• _Data entries_
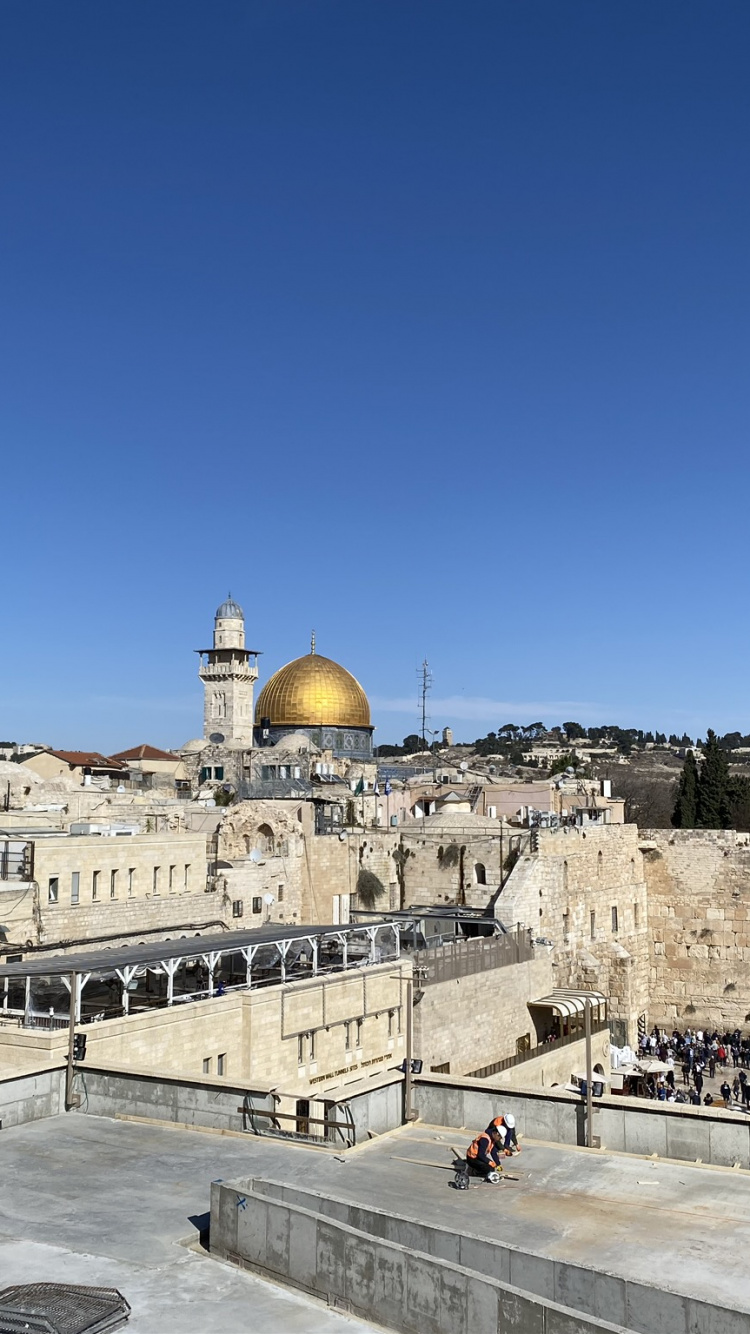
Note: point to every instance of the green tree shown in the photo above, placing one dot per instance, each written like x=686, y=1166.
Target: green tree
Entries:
x=738, y=802
x=686, y=805
x=713, y=806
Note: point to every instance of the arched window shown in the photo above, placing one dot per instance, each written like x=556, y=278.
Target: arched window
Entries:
x=266, y=838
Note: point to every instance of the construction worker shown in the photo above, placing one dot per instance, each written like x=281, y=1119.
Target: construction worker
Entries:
x=483, y=1154
x=506, y=1126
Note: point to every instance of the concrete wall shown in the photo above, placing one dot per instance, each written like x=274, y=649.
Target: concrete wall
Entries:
x=215, y=1103
x=473, y=1021
x=593, y=1294
x=371, y=1277
x=625, y=1125
x=698, y=885
x=31, y=1095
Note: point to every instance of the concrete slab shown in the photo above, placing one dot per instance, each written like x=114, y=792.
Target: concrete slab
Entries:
x=103, y=1202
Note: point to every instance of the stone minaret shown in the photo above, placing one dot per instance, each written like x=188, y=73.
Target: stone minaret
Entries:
x=228, y=673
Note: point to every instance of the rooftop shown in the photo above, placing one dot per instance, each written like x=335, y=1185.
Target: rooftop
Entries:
x=104, y=1202
x=139, y=1189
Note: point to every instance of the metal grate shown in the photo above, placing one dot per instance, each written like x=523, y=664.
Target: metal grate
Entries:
x=62, y=1309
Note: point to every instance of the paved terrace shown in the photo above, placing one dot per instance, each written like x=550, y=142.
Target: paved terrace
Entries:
x=104, y=1202
x=107, y=1201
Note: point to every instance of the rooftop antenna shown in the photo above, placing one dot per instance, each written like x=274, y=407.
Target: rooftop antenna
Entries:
x=425, y=678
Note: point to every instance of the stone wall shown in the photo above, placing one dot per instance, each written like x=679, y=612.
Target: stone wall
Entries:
x=555, y=1065
x=698, y=885
x=292, y=1035
x=124, y=885
x=264, y=846
x=585, y=890
x=474, y=1021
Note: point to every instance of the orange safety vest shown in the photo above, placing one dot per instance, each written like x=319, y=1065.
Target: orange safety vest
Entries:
x=474, y=1149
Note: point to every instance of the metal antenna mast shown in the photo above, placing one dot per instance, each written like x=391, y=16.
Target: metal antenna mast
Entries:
x=425, y=677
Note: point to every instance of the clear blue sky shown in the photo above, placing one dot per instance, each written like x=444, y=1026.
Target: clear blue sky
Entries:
x=423, y=324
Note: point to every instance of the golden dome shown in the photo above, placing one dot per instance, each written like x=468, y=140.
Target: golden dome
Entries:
x=312, y=691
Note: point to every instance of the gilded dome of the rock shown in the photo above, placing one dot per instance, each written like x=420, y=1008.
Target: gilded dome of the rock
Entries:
x=312, y=691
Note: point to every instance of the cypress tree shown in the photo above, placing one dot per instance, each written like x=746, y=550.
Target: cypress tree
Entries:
x=713, y=806
x=685, y=807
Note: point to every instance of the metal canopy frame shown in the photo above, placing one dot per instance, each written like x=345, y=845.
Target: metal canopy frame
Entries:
x=166, y=958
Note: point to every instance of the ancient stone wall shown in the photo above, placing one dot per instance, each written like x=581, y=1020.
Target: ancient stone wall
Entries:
x=698, y=883
x=585, y=890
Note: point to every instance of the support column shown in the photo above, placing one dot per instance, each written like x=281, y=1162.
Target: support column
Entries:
x=211, y=961
x=170, y=967
x=126, y=977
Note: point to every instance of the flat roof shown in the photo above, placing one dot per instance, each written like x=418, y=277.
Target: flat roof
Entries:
x=140, y=1187
x=188, y=946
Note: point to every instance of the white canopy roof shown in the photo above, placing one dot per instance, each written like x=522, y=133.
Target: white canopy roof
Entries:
x=567, y=1002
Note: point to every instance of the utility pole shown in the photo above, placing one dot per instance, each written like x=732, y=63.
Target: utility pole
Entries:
x=425, y=678
x=71, y=1098
x=589, y=1075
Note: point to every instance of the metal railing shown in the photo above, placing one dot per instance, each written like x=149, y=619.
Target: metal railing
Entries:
x=497, y=1066
x=475, y=954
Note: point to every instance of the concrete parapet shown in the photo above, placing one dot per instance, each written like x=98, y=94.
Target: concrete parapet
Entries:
x=375, y=1278
x=597, y=1298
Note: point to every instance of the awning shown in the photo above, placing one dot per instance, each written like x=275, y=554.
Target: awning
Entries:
x=570, y=1002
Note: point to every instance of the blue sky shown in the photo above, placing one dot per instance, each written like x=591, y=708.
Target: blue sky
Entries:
x=423, y=324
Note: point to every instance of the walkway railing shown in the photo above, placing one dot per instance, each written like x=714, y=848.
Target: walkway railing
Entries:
x=577, y=1035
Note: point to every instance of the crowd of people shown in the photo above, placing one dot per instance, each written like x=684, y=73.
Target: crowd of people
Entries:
x=693, y=1057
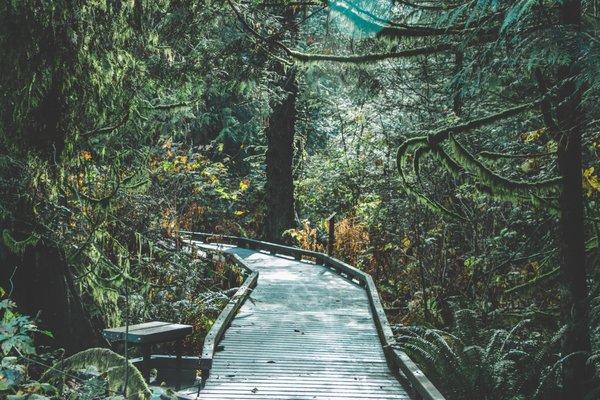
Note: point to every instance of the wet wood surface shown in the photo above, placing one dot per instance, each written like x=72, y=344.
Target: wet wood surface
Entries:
x=305, y=332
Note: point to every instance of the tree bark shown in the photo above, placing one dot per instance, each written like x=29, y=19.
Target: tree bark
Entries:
x=280, y=134
x=576, y=374
x=42, y=285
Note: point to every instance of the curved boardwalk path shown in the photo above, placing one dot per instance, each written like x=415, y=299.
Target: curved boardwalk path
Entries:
x=304, y=333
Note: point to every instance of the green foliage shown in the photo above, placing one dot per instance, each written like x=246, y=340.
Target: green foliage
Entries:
x=472, y=361
x=107, y=363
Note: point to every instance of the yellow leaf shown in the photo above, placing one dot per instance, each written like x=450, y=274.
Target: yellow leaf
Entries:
x=591, y=183
x=86, y=155
x=532, y=136
x=244, y=185
x=406, y=243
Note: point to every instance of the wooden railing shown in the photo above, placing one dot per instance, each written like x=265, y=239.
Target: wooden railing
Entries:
x=397, y=359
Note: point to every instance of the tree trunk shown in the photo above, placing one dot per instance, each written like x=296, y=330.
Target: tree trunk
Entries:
x=572, y=258
x=42, y=285
x=280, y=154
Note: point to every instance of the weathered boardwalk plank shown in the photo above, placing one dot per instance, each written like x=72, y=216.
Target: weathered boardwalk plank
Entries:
x=304, y=333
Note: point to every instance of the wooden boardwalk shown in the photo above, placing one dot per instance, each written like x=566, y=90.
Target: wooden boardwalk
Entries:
x=304, y=333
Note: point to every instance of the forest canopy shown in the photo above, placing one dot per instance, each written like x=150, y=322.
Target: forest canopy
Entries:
x=457, y=143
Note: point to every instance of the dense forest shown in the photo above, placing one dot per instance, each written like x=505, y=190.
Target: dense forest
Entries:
x=456, y=141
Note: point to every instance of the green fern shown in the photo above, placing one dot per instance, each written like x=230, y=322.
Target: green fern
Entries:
x=110, y=365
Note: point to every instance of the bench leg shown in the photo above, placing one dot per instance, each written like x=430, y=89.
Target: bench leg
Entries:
x=146, y=354
x=178, y=365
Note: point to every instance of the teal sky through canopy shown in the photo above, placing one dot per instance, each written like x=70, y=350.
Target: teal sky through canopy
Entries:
x=362, y=17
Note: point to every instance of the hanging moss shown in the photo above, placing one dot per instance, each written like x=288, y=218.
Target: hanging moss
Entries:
x=18, y=246
x=502, y=187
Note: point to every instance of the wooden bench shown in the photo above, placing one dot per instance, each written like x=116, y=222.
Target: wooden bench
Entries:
x=147, y=334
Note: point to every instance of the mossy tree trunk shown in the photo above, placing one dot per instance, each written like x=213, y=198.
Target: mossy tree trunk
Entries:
x=280, y=134
x=574, y=289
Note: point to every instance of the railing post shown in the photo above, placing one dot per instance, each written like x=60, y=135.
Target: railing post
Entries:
x=331, y=234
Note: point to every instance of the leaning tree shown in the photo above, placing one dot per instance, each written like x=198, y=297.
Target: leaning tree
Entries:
x=549, y=48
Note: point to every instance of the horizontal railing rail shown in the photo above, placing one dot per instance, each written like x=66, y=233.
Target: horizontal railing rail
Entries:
x=397, y=359
x=217, y=330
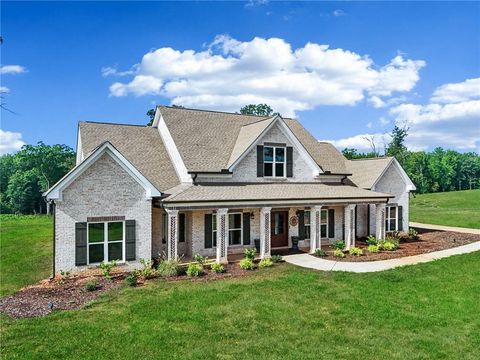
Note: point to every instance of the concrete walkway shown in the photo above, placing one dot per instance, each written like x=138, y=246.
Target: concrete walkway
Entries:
x=312, y=262
x=445, y=228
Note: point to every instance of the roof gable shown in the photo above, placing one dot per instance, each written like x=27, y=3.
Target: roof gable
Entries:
x=55, y=192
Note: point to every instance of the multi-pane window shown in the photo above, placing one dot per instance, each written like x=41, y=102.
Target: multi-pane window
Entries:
x=323, y=223
x=274, y=161
x=391, y=218
x=105, y=241
x=235, y=229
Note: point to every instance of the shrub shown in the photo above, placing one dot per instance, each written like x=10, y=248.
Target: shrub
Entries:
x=320, y=253
x=200, y=259
x=91, y=285
x=338, y=253
x=265, y=263
x=147, y=271
x=413, y=234
x=168, y=268
x=372, y=240
x=107, y=268
x=217, y=268
x=355, y=251
x=131, y=279
x=246, y=264
x=194, y=270
x=250, y=253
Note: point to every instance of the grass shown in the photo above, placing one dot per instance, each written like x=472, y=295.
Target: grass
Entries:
x=456, y=208
x=424, y=311
x=25, y=251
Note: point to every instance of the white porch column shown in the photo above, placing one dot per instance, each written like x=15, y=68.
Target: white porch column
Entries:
x=265, y=232
x=349, y=218
x=315, y=238
x=222, y=235
x=380, y=221
x=172, y=234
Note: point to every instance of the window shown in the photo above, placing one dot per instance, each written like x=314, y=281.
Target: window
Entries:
x=391, y=218
x=106, y=241
x=323, y=223
x=235, y=229
x=274, y=161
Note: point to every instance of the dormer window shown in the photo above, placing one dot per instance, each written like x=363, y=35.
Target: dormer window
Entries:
x=274, y=163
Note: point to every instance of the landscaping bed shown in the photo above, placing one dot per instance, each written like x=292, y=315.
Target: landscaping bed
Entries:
x=427, y=242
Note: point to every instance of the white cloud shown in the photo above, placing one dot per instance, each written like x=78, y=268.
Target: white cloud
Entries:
x=457, y=92
x=232, y=73
x=10, y=142
x=12, y=69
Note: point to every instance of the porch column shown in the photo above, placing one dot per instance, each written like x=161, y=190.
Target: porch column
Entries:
x=222, y=235
x=380, y=221
x=172, y=234
x=265, y=233
x=349, y=218
x=315, y=238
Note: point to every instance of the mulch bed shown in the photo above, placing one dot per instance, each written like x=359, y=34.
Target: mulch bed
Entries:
x=68, y=292
x=429, y=241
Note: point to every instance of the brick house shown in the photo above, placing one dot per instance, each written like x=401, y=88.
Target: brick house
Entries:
x=214, y=183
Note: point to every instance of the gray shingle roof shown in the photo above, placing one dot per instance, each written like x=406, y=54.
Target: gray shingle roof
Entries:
x=365, y=172
x=269, y=191
x=141, y=145
x=207, y=139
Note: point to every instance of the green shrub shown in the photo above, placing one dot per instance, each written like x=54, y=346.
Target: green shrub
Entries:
x=107, y=268
x=200, y=259
x=338, y=253
x=246, y=264
x=91, y=285
x=250, y=253
x=372, y=240
x=194, y=270
x=320, y=253
x=167, y=268
x=355, y=251
x=217, y=268
x=265, y=263
x=131, y=279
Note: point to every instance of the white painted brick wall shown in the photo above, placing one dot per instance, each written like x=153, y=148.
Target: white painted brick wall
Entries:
x=104, y=189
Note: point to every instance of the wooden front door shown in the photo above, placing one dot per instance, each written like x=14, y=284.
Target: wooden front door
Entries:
x=279, y=228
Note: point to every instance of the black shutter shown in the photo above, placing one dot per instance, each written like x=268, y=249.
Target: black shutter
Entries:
x=400, y=218
x=289, y=161
x=259, y=161
x=130, y=239
x=181, y=227
x=301, y=224
x=208, y=231
x=80, y=244
x=331, y=223
x=246, y=228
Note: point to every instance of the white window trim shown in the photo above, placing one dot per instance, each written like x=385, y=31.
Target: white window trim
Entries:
x=326, y=223
x=388, y=213
x=274, y=162
x=105, y=241
x=214, y=230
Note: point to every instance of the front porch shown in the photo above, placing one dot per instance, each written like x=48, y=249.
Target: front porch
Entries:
x=223, y=233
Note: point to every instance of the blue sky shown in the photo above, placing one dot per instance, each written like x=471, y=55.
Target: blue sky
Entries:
x=386, y=62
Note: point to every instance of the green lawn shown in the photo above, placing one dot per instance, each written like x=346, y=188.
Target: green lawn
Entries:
x=456, y=208
x=25, y=251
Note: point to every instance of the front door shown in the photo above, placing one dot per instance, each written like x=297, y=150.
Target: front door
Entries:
x=279, y=228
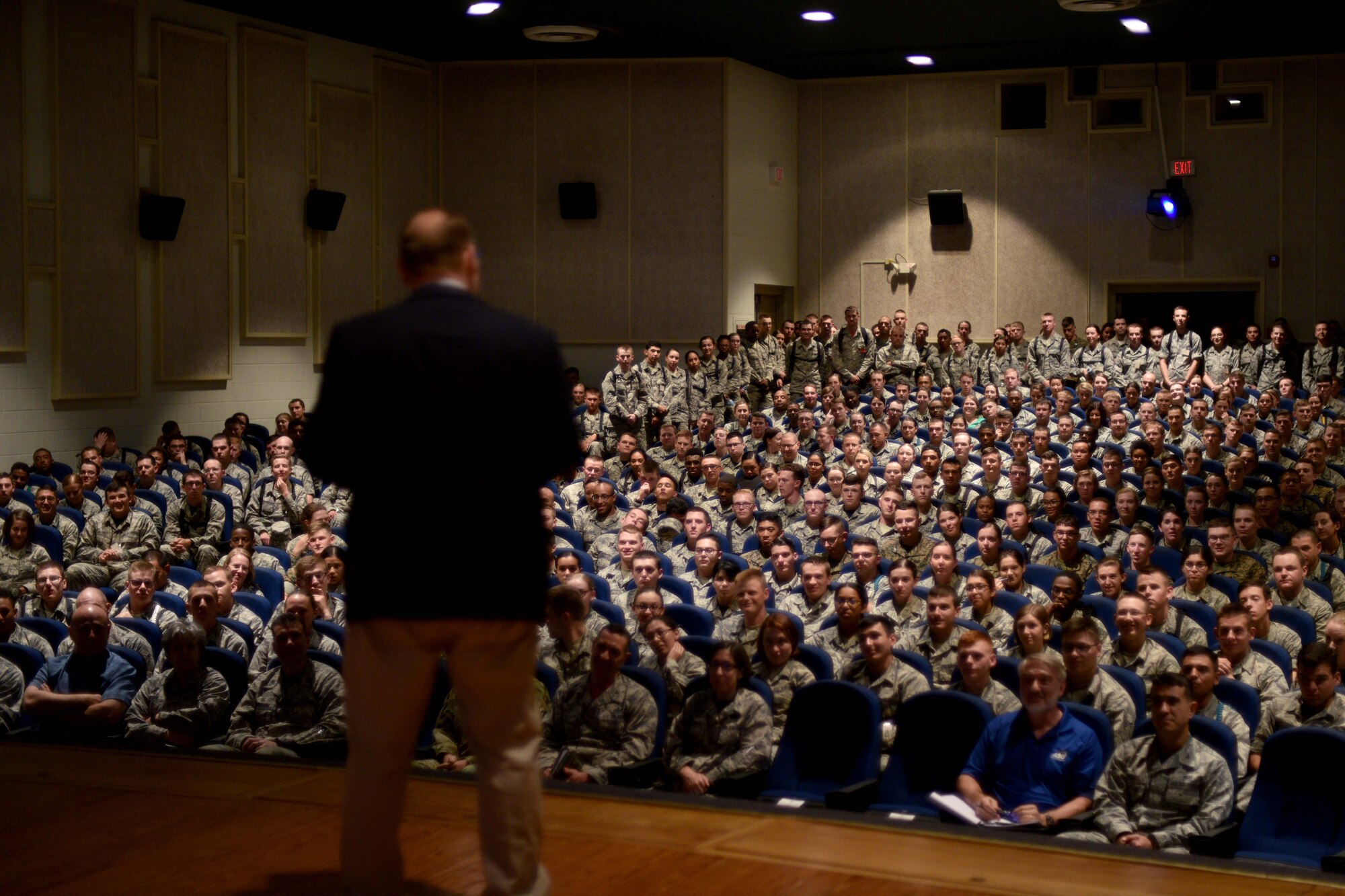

• _INSTRUCTION_
Rewrite the rows from the line that contains "Note: point to every instance of the support" through the line that contains "x=577, y=1035", inclusive, changing "railing" to "handrail" and keeping everything else identical.

• _FULL SOLUTION_
Note: point to every instance of the support column shown in the photo above, placing one dot per instance, each written like x=281, y=1162.
Target: support column
Entries:
x=211, y=961
x=170, y=967
x=126, y=977
Note: point to every instance of the flat roof shown in the photo above, placing one dot per instance, each written like x=418, y=277.
Target: flat roof
Entries:
x=140, y=1187
x=188, y=946
Note: point to every instance of the white canopy roof shown in the photo above, placing one dot per instance, each written like x=522, y=133.
Target: white canopy roof
Entries:
x=567, y=1002
Note: point to every instance of the utility pole shown in the photo above, placing one dot per instance, each written like x=732, y=63.
Target: utility pole
Entries:
x=425, y=678
x=71, y=1098
x=589, y=1075
Note: point to every instance of the metal handrail shown in the photo above, placing one dot per instance, each written like x=149, y=619.
Target: metal handrail
Entries:
x=497, y=1066
x=475, y=954
Note: point to every instance of the concrete parapet shown in the photo above, placing one dot per instance, each written like x=98, y=94.
Target: concrete parapet
Entries:
x=375, y=1278
x=597, y=1298
Note: point to every instance of the awning shown in the photo above, placing one dot per instance, each written like x=275, y=554.
Target: awning
Entries:
x=570, y=1002
Note: point to every instance of the blue sky shown in the photo above, placing one dot per instance, each written like x=591, y=708.
Target: blue sky
Entries:
x=423, y=324
Note: point to every instance of the walkway handrail shown in the photo above, placing one dot per instance, each written like x=714, y=848.
Target: walkway handrail
Entries:
x=577, y=1035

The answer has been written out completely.